Source excerpt ->
But this time it is not a brute fact lodged in memory, the something that draws its power simply from having happened. It is instead something that is going to happen-we're going to die-and it draws its power from-well-how we feel about that. The problem is that we may not all feel the same way about our approaching death, as we cannot fail to do about Howie Snowden bleeding to death on the floor of the bomber in Catch 22. We cannot really imagine our death. On the other hand, try as we might, we cannot help imagining Snowden. It comes down to a question of authority, the authority of an author's claim on our imagination. There is less of it in Closing Time.
It reaches for such authority by reading into the passing of the World War II generation a paranoid apocalypse in the manner of Thomas Pynchon and Don DeLillo. Yossarian's life goes into and out of a kind of virtual reality involving a Dantesque underworld entered through the false back of a basement tool locker in the New York Port Authority Bus Terminal. Beneath this underworld runs an underground railroad meant to provide indefinite protection for the elite of the military/industrial/political complex chosen by triage to survive the coming nuclear holocaust. As catalyst for that holocaust we are given a mentally challenged president known to us only by his affectionate nickname, the Little Prick, who is enthralled by the video games that fill a room just off the Oval Office, especially the game called Triage which enables him eventually to trip the wire on the conclusive Big Bang.

Entries ->
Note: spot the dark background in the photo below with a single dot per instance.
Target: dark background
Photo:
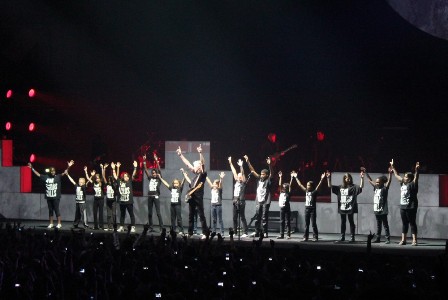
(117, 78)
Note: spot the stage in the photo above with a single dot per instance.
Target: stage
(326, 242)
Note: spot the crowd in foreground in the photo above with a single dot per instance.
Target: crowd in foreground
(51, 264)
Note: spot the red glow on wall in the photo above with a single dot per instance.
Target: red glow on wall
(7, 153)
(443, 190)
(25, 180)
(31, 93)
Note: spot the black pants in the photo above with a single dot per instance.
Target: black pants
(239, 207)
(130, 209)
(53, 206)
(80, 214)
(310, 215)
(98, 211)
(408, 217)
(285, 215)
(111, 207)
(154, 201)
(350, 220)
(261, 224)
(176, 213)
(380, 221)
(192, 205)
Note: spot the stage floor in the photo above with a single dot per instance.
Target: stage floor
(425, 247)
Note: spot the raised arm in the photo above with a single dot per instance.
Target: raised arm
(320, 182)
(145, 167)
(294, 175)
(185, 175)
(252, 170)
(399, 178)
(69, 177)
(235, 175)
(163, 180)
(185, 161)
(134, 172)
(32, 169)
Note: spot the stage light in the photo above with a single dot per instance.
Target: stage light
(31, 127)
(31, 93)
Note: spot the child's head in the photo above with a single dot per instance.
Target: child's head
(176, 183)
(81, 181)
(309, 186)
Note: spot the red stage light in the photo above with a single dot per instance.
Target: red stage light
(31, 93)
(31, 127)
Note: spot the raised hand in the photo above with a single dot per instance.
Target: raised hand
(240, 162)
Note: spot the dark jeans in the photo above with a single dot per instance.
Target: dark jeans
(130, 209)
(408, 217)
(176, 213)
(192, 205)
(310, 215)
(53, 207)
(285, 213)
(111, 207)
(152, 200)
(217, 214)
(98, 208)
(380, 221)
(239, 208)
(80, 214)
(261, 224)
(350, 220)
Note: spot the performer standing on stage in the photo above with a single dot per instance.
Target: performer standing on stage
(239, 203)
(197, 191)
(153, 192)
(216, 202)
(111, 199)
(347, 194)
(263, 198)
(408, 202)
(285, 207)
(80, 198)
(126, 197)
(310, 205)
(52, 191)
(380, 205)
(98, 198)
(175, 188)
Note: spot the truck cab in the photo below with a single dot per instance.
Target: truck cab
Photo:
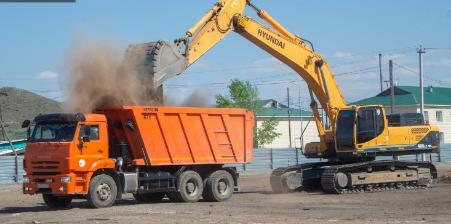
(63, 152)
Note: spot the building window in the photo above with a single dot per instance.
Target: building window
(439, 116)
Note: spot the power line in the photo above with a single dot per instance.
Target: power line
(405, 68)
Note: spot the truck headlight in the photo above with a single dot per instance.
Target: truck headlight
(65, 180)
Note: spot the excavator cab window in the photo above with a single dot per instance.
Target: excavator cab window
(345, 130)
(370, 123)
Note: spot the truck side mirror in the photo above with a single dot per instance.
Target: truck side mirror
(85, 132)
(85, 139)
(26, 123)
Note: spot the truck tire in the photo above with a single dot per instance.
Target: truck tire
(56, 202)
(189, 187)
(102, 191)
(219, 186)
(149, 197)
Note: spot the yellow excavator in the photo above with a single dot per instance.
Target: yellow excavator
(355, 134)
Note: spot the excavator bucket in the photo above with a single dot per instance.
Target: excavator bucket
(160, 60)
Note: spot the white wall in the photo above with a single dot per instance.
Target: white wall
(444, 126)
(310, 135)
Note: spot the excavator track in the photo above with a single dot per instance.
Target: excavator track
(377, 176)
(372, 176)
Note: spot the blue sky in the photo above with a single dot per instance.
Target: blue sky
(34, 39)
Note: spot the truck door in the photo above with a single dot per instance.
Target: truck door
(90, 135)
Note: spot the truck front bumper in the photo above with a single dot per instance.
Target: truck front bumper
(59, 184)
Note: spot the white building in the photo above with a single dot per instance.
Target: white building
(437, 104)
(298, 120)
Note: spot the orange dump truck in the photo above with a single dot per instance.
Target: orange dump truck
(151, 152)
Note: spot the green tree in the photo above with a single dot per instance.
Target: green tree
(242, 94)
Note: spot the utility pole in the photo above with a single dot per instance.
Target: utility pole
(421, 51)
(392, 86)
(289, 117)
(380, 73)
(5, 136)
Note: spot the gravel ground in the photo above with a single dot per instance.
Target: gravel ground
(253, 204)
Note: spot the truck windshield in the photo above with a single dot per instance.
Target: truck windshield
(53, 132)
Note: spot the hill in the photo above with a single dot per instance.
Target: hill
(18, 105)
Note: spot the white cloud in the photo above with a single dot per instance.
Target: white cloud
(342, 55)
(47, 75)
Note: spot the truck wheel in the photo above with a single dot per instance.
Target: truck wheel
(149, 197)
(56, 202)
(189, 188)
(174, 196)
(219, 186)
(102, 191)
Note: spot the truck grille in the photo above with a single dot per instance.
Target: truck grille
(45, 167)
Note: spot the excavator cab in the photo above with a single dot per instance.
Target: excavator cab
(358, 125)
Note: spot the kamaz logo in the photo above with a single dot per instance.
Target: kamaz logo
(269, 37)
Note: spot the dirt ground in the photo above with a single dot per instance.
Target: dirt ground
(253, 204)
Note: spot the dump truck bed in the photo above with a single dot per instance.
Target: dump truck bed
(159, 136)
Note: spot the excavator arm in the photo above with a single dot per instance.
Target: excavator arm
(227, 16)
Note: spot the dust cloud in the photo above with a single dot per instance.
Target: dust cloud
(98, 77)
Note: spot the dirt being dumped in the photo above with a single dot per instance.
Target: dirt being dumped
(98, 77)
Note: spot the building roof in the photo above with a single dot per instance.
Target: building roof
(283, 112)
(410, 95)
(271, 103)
...
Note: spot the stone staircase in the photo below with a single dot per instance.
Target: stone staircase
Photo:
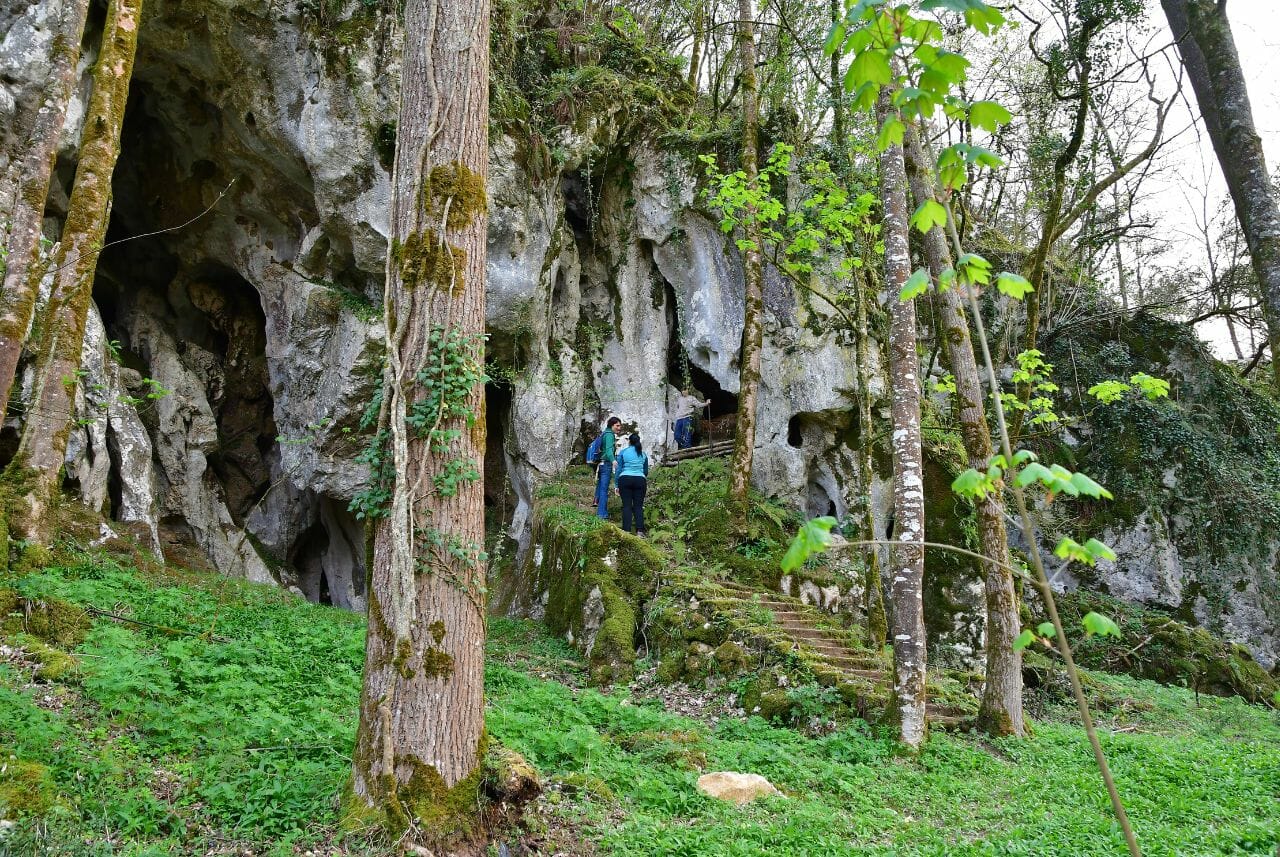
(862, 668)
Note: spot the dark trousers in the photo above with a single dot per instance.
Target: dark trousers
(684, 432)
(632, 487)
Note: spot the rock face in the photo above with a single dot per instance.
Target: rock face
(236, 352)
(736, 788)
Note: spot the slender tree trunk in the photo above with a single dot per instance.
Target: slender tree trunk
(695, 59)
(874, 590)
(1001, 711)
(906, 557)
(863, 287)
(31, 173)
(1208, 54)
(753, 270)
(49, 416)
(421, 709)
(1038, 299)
...
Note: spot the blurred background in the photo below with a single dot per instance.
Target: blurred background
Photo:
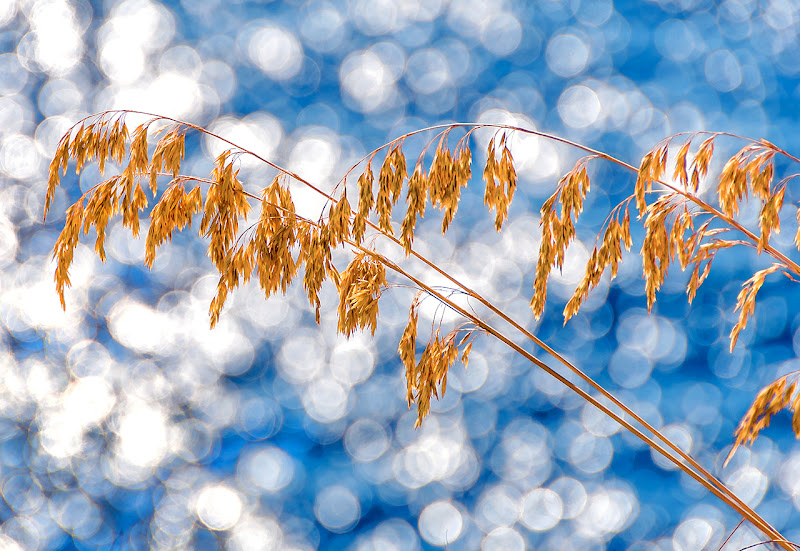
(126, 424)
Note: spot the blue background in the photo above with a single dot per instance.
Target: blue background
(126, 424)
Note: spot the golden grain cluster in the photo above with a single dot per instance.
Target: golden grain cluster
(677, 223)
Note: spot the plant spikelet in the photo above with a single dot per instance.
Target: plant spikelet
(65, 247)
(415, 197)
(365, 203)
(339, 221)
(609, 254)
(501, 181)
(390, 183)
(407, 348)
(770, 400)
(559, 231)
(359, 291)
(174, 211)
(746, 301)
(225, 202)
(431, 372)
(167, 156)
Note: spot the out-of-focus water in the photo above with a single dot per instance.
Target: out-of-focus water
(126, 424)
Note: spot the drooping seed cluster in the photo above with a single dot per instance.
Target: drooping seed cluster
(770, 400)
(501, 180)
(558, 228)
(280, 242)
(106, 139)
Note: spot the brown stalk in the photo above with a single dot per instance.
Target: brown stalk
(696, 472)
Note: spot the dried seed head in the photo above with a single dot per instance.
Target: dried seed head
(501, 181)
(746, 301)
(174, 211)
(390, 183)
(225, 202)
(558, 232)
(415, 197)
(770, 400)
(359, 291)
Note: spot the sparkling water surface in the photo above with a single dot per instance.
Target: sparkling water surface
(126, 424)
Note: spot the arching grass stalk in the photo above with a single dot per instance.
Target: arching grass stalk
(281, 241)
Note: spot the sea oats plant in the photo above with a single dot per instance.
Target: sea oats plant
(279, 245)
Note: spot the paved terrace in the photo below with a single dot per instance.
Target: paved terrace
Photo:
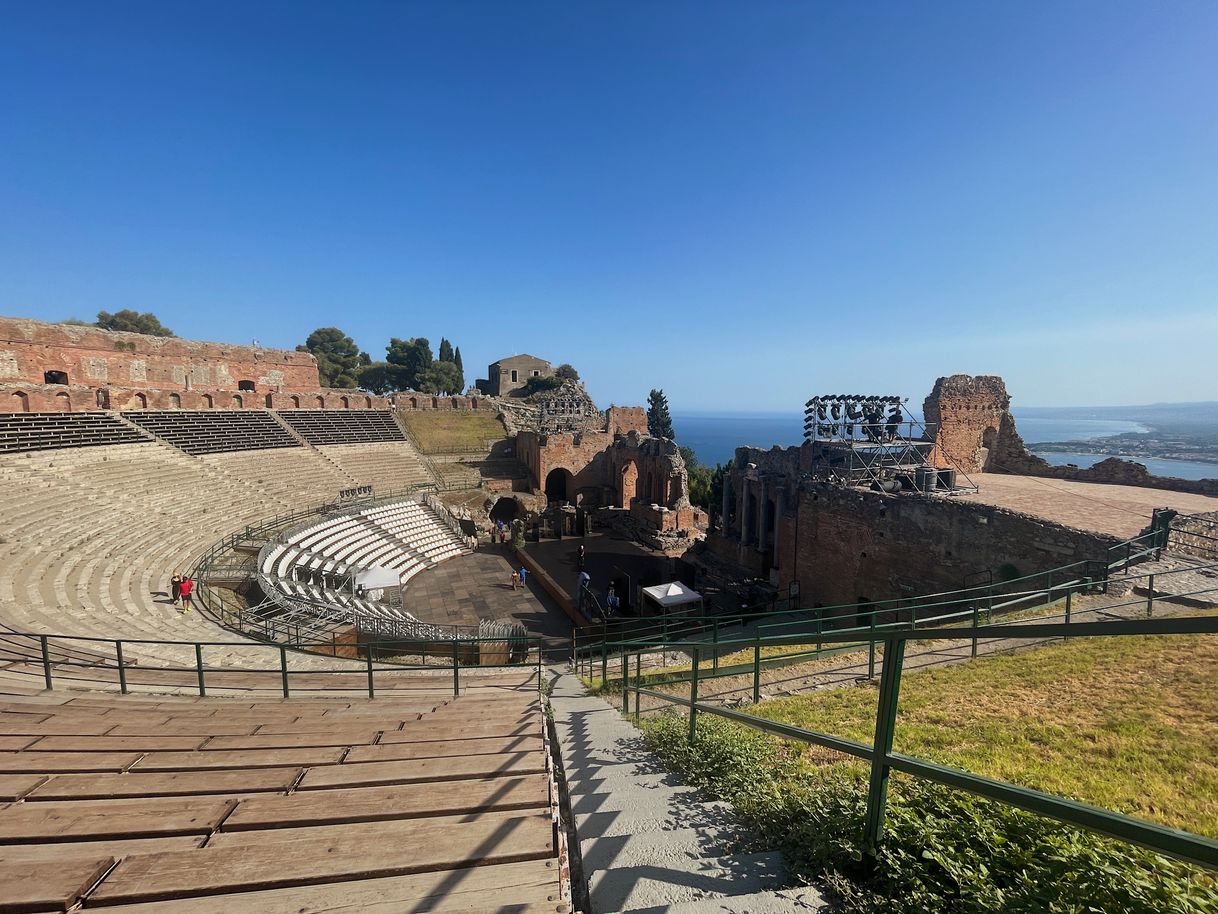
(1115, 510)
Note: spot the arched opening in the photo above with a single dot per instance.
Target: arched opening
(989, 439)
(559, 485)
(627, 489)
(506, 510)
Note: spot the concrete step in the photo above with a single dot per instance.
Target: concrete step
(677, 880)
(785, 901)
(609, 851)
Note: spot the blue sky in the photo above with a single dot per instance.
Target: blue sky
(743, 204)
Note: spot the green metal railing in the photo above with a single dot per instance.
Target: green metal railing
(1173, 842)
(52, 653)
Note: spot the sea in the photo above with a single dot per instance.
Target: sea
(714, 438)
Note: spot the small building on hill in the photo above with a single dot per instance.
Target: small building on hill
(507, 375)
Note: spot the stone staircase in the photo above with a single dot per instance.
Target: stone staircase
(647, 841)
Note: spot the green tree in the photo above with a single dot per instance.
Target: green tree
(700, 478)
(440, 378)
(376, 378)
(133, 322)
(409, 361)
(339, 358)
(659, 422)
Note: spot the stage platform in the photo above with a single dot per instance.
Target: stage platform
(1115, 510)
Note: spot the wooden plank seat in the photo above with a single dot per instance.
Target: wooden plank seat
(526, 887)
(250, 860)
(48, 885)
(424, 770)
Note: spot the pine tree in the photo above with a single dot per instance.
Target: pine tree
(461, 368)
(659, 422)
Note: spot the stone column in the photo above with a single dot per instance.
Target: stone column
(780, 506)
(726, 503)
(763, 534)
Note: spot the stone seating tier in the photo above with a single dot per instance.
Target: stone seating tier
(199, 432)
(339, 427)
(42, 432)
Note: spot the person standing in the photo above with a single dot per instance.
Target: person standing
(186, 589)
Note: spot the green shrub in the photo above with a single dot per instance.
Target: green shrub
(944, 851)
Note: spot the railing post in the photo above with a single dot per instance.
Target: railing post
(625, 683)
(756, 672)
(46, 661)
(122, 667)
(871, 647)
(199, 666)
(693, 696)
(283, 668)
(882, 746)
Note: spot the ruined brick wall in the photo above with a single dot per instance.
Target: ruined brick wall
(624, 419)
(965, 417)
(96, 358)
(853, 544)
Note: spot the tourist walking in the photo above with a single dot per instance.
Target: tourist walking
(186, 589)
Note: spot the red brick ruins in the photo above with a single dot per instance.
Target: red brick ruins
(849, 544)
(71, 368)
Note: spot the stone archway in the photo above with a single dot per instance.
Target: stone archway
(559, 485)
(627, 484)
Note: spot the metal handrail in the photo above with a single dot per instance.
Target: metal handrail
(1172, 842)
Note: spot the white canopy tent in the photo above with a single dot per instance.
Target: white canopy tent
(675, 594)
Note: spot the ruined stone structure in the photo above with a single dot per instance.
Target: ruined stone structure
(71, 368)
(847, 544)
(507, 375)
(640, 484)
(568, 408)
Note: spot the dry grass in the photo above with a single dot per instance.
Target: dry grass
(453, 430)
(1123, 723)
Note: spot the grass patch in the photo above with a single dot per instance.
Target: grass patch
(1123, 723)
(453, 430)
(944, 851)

Set exercise 1 -> Quote the stretch from "But this time" through "in Closing Time." in the passage on Closing Time.
Set exercise 2 -> In the passage on Closing Time, what nickname is the president known by?
Set exercise 3 -> Extend the passage on Closing Time, picking up right after its final sentence.

Written response 1 ->
But this time it is not a brute fact lodged in memory, the something that draws its power simply from having happened. It is instead something that is going to happen-we're going to die-and it draws its power from-well-how we feel about that. The problem is that we may not all feel the same way about our approaching death, as we cannot fail to do about Howie Snowden bleeding to death on the floor of the bomber in Catch 22. We cannot really imagine our death. On the other hand, try as we might, we cannot help imagining Snowden. It comes down to a question of authority, the authority of an author's claim on our imagination. There is less of it in Closing Time.

Written response 2 -> The Little Prick.

Written response 3 ->
Heller's underworld has some fetching attributes. It is managed by George C. Tilyou, the Coney Island entrepreneur who ran the Steeplechase amusement park before World War 1. Tilyou died before any of the novel's protagonists was born, but the remembered stories about him and his slowly sinking house with the family name on the front step qualify him as a jolly major domo of hell, a man whose love for his fellows sincerely expressed itself in fleecing them. Now, below the sub-sub-basement of the bus terminal, he rejoices in having taken it with him, for his house and eventually his whole amusement park sank down around him. Rockefeller and Morgan come by and panhandle miserably for his wealth, having learned too late that their more conventional philanthropy could not sanctify their plunder or secure their grasp on it.
Other aspects of Heller's grand scheme are less successful. Two characters from Catch 22, Milo Minderbinder and ex-Pfc. Wintergreen, are strawmen representatives of the military-industrial complex, peddling a nonexistent clone of the Stealth bomber to a succession of big-brass boobies with names like Colonel Pickering and Major Bowes. Much of this is the sort of thing that killed vaudeville and is now killing "Saturday Night Live."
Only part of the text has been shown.